→ Problem description
Write out the entries, please, from the line containing "wall, dropping a point on every instance." through their final line, exactly and with nothing else.

→ Point-based annotation data
►

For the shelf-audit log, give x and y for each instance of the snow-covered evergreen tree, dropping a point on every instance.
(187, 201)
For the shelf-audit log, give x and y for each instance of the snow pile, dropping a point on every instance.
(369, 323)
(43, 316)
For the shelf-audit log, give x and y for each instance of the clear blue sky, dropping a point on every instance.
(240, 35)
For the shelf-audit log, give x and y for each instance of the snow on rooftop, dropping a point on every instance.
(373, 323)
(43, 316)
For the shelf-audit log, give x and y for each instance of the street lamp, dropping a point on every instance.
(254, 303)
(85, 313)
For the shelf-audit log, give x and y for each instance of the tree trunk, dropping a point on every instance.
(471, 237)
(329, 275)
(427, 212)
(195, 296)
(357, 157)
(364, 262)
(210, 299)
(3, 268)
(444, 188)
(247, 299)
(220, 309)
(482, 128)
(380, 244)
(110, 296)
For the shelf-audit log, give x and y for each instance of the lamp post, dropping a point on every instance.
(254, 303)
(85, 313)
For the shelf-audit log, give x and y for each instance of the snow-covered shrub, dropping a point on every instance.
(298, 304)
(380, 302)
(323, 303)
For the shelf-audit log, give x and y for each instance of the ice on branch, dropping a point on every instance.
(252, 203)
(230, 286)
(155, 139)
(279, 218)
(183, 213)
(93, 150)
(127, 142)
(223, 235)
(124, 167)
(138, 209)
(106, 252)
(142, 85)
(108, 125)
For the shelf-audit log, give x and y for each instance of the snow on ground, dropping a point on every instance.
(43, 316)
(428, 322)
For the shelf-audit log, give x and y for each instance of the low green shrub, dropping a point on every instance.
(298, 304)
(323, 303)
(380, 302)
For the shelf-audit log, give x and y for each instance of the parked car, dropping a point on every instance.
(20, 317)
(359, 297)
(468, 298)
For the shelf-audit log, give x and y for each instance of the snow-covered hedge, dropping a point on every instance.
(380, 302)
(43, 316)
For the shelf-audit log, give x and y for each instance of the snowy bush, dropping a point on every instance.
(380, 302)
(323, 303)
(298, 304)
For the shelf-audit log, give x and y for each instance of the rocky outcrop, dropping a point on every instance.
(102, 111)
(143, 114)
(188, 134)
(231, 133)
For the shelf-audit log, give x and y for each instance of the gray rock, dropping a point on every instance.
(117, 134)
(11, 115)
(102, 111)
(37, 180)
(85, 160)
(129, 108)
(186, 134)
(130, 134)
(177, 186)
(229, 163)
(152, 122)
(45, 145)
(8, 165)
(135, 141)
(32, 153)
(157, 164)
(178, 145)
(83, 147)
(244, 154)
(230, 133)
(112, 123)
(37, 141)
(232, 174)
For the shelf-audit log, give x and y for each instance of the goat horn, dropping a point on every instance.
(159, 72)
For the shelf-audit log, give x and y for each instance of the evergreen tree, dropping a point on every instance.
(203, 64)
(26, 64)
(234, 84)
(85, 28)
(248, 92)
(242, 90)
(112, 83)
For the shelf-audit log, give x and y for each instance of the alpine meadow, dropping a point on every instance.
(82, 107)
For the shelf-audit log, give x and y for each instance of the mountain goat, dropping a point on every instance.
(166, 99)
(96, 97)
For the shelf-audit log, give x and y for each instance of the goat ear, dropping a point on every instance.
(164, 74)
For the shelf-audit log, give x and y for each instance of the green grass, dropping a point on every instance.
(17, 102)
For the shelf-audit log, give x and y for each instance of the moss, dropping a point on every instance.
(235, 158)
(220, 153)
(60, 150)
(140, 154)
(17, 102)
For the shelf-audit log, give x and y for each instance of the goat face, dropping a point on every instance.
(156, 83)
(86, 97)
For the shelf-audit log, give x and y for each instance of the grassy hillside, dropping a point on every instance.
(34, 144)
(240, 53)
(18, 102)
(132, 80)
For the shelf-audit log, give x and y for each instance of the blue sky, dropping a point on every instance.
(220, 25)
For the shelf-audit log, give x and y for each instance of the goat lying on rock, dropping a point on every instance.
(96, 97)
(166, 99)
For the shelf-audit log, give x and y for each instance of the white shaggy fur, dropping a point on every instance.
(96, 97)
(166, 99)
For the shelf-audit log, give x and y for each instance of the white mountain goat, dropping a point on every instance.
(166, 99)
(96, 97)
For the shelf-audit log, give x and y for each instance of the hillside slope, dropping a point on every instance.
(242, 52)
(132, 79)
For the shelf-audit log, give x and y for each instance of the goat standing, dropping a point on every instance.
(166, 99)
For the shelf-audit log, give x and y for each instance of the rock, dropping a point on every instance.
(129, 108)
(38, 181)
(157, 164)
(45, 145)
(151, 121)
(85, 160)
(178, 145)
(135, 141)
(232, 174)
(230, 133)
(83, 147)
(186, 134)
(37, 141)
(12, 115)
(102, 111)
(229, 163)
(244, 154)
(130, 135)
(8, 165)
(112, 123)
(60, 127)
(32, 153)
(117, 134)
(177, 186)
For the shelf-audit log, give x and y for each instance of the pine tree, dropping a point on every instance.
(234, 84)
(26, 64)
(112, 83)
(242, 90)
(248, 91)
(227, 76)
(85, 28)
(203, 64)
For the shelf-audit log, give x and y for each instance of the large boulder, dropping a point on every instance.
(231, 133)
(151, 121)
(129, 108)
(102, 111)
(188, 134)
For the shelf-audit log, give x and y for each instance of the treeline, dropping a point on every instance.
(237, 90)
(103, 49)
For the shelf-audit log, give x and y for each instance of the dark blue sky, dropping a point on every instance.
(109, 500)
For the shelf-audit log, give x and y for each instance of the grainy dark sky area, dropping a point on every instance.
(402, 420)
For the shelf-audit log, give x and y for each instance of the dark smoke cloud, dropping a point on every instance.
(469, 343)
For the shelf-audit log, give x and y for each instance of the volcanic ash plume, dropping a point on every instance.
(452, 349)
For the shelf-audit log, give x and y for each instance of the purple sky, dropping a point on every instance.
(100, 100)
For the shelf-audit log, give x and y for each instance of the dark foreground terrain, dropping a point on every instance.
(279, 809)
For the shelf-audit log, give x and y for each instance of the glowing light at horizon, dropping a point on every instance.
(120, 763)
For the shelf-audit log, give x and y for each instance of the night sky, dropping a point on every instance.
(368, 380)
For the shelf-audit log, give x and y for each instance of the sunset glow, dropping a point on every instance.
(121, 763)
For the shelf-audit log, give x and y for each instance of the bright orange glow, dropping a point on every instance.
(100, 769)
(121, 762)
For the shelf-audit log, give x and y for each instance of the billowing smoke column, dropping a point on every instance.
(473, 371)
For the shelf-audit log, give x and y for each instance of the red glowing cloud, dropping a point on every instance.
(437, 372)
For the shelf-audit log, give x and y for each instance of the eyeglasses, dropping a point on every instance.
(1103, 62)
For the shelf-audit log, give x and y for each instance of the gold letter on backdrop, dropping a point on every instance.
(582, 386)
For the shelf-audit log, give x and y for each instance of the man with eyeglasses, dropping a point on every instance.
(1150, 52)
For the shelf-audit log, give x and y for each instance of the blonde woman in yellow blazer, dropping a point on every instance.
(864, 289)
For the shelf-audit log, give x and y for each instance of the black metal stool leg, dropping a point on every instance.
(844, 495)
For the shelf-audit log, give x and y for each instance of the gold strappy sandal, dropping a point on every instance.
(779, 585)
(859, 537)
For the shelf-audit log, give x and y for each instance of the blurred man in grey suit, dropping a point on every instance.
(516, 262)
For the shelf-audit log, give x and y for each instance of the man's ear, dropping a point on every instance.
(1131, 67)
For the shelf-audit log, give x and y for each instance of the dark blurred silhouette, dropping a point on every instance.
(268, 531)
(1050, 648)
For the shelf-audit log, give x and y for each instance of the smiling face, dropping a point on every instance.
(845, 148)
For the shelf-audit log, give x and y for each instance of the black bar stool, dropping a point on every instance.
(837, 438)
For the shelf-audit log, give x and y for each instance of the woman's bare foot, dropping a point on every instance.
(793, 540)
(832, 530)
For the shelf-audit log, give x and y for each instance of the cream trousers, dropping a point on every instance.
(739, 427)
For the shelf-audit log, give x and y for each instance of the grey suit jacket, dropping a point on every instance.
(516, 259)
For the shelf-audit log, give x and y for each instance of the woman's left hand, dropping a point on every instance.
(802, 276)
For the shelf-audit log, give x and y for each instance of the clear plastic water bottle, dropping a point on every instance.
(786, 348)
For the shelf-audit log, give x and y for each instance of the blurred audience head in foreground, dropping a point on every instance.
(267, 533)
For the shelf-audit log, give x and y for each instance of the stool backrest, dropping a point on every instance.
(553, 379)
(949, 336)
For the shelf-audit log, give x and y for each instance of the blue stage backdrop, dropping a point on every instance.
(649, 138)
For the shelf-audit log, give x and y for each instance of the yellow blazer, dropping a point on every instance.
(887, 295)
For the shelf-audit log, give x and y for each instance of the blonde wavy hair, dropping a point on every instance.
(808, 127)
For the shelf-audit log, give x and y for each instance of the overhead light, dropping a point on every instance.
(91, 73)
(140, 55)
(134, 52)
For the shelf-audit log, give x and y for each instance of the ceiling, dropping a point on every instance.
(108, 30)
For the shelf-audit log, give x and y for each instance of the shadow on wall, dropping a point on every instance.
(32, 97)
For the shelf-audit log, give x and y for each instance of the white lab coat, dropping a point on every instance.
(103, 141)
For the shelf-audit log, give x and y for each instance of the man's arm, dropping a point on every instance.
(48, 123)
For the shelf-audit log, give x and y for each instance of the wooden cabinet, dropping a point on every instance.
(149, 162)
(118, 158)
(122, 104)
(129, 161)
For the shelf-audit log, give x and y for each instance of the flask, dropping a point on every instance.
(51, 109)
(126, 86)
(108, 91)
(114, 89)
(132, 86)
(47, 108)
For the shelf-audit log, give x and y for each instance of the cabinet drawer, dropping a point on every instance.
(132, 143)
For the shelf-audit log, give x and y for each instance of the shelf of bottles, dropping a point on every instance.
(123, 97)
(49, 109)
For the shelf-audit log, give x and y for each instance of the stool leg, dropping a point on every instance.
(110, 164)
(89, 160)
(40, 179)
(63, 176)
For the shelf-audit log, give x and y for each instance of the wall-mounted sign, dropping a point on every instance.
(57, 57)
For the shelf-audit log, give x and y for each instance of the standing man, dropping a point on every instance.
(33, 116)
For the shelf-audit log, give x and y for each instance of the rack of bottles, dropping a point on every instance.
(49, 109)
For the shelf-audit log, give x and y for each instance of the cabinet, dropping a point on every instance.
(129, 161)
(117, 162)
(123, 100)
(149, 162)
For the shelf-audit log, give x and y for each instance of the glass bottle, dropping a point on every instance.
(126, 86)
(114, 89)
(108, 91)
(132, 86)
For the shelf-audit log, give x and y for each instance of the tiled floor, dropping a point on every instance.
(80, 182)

◄

→ Answer for the task
For the shelf-audit log, give x and y for each instance of the shadow on wall, dropping a point on every instance.
(32, 97)
For the shelf-audit log, give x and y for each instance of the white lab coat, dropping a point on every instance.
(103, 141)
For the shelf-audit log, give x and y for each instance of the man's arm, dropping a point on every instance.
(48, 123)
For the shelf-audit log, give x and y for each instance of the wooden cabinet, dropping a point on every instance.
(149, 162)
(118, 158)
(122, 104)
(129, 161)
For the shelf-audit log, give x and y for each instance of the flask, dropping a point on every instance.
(51, 109)
(126, 86)
(108, 91)
(114, 89)
(132, 86)
(47, 108)
For the shelf-audit log, give x and y for each instance of the cabinet drawer, dropping a point on every instance.
(132, 143)
For the shelf-audit log, give x and y for each instance of the shelf of bottles, dropping a point on every instance.
(123, 97)
(49, 109)
For the shelf-audit log, give x and y for each instance of the stool leg, dropping a point on every instance.
(110, 164)
(89, 160)
(40, 179)
(63, 176)
For the shelf-audit log, give x and y for each instance of the wall-mounted sign, dropping a point on every instance.
(57, 57)
For the shelf-audit log, give x and y for each instance of the standing man, dropping a point on every instance.
(33, 116)
For the shelf-audit log, give x and y for each instance of the rack of bottles, dropping a point on every instance.
(49, 109)
For the shelf-audit log, give x and y for each instance of the cabinet, dropping a point on every instance.
(129, 161)
(117, 162)
(123, 100)
(149, 162)
For the shelf-audit log, give x and y for each instance of the glass bottle, dropping a point on every instance.
(126, 86)
(114, 89)
(108, 91)
(132, 86)
For the shelf-audit log, give x and y for each instance of the tiled floor, dropping a point on every instance.
(80, 182)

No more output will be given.